Work required:
Produce as output only the lines below starting at the line with "top. Review it and find all matching regions." and continuing through the line with "shingles. Review it and find all matching regions.", each one exactly as written.

Data extracted from a collection:
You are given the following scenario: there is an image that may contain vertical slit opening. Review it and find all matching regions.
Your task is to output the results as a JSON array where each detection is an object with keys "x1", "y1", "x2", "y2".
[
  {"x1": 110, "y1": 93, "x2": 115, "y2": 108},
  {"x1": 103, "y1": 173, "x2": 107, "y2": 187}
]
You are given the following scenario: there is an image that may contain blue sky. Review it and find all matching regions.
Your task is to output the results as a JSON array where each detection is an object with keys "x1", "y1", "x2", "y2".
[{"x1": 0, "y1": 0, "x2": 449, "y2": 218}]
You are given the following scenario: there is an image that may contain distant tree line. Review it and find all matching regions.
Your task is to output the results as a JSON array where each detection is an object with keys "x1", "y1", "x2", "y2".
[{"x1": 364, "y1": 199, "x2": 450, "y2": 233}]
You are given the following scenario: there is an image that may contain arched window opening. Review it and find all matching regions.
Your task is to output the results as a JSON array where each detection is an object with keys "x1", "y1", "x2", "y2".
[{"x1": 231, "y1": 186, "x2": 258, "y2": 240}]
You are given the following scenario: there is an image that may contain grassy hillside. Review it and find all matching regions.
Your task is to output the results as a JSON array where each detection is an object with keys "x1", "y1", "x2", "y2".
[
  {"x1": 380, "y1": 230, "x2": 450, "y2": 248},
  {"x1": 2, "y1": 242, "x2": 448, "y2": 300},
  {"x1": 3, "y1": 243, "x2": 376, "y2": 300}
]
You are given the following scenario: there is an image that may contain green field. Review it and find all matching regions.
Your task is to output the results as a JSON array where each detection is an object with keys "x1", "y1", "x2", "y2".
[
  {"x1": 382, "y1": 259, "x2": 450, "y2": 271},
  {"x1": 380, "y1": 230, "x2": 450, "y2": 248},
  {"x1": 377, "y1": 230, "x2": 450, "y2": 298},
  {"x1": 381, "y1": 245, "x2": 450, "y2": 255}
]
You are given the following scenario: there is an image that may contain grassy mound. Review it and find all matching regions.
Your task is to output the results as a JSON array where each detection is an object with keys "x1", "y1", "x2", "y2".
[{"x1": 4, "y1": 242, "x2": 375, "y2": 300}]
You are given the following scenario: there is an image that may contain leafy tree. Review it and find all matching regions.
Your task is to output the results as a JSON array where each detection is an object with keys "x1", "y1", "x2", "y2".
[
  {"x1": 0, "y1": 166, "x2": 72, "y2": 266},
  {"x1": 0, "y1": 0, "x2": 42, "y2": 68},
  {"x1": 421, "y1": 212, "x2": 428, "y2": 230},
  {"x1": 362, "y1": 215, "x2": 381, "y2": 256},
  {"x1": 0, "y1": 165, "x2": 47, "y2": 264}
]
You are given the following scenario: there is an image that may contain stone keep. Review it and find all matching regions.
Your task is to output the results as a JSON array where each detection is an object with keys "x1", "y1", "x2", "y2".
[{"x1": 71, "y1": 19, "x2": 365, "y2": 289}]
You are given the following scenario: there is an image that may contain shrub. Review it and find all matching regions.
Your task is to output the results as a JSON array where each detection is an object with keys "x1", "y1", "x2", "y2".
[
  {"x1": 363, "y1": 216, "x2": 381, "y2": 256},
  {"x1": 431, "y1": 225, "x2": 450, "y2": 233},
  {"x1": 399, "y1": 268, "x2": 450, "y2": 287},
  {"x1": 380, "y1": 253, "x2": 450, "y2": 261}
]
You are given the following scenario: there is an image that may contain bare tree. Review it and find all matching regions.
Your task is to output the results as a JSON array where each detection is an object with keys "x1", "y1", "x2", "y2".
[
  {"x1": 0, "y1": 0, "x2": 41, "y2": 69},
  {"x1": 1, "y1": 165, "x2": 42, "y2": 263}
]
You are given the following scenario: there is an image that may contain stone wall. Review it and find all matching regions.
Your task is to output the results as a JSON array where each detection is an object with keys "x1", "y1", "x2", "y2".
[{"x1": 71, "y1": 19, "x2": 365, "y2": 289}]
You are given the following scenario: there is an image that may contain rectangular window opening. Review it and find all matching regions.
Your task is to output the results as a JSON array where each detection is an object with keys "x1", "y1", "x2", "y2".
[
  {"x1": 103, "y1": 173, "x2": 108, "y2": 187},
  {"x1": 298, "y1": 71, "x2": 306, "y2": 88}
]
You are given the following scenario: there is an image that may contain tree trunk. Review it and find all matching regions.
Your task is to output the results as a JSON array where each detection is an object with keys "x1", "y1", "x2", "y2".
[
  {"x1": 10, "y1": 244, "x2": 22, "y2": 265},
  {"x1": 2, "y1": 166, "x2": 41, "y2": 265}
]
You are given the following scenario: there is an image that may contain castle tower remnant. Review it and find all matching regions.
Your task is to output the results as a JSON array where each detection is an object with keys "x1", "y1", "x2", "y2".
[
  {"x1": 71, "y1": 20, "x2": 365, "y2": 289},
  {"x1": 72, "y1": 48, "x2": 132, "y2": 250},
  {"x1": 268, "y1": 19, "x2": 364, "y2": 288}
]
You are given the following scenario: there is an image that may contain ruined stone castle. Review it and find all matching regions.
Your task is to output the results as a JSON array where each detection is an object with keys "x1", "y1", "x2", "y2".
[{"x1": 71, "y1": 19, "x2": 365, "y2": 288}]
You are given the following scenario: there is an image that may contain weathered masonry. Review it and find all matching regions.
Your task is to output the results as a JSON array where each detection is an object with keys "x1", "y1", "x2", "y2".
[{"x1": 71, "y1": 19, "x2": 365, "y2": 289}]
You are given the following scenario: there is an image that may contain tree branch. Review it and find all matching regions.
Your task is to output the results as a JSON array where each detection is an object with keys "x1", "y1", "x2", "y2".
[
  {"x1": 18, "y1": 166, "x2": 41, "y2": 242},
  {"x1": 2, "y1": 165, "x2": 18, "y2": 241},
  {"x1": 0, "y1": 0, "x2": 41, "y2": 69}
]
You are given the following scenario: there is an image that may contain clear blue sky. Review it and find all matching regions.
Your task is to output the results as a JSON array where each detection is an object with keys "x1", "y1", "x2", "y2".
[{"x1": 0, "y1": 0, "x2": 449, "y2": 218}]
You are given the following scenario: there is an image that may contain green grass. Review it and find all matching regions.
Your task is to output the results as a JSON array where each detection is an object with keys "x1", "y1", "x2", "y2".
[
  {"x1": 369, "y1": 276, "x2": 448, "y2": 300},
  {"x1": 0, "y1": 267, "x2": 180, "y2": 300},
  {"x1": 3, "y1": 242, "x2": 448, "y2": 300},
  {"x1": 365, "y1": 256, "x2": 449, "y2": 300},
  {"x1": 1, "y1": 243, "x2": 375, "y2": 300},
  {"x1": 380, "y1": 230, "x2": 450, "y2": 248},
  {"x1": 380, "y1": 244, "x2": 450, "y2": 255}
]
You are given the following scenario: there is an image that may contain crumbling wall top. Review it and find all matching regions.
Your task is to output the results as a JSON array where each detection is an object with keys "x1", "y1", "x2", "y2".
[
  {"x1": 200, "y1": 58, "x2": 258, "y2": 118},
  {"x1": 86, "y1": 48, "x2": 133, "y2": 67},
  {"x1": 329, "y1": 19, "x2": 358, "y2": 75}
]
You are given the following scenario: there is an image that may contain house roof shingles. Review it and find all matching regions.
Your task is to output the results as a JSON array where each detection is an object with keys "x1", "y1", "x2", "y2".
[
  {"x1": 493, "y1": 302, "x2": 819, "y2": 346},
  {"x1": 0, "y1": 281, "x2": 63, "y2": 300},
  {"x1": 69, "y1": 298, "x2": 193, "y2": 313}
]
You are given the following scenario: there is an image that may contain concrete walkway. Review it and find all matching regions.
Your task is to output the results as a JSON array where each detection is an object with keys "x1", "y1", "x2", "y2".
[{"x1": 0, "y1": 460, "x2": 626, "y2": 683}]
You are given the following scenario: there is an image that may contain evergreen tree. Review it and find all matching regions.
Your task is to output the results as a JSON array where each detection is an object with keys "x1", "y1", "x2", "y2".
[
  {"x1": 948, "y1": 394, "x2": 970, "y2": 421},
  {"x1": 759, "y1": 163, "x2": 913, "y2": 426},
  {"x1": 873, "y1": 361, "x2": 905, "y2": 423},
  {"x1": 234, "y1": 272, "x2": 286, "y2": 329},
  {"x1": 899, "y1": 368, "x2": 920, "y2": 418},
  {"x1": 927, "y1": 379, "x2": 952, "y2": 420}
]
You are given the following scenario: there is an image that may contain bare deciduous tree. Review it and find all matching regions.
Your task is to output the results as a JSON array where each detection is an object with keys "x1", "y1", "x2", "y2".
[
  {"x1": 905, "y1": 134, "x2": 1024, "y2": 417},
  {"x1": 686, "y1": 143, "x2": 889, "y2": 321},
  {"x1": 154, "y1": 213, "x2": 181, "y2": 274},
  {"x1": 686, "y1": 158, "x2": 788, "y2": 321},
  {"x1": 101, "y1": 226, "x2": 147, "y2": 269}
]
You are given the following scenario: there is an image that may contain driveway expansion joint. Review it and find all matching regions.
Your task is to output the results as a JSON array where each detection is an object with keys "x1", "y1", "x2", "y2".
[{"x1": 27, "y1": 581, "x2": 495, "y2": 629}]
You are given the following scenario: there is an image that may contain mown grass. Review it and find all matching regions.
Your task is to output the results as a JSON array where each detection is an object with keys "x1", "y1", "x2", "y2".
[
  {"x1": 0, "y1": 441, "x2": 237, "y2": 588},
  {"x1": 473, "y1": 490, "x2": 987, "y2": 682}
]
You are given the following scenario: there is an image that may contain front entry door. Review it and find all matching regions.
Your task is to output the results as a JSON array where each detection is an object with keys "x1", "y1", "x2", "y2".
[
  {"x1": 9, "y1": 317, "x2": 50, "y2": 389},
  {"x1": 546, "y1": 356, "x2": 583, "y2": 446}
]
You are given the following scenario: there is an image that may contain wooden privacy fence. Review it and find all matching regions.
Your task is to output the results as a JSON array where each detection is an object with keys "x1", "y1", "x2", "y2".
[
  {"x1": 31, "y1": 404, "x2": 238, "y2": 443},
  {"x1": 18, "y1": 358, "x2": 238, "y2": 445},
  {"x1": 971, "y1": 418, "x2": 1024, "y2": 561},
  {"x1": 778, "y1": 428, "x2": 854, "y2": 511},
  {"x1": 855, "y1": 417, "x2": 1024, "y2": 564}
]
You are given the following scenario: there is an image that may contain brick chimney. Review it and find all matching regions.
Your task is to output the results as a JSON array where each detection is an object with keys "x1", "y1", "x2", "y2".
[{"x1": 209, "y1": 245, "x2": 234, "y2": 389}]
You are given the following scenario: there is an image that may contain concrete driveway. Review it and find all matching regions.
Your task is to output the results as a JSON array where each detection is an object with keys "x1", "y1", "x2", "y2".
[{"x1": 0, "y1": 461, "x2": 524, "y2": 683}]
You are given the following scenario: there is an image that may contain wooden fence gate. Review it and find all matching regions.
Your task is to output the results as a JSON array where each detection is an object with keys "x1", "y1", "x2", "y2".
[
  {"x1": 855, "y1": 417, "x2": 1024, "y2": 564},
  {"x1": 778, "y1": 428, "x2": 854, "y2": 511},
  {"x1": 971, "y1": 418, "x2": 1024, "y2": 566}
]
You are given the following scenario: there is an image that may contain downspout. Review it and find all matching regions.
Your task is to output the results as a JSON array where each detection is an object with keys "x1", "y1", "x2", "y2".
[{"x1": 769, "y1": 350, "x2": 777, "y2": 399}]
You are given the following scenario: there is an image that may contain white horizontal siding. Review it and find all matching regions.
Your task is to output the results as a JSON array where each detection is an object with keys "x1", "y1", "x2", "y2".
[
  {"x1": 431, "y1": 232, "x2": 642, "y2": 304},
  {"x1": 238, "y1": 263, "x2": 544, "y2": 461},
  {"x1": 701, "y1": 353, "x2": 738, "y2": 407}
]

Written response:
You are given the following scenario: there is an image that may contain crumbling wall top. Review it and find all matching regions.
Your task is to output the results as a JSON array where each detection is an object with keys "x1", "y1", "x2", "y2".
[
  {"x1": 200, "y1": 58, "x2": 258, "y2": 118},
  {"x1": 86, "y1": 48, "x2": 133, "y2": 67},
  {"x1": 329, "y1": 19, "x2": 358, "y2": 75}
]
You are given the following scenario: there is an image that may contain house roof shingles. Review it and find all matching regions.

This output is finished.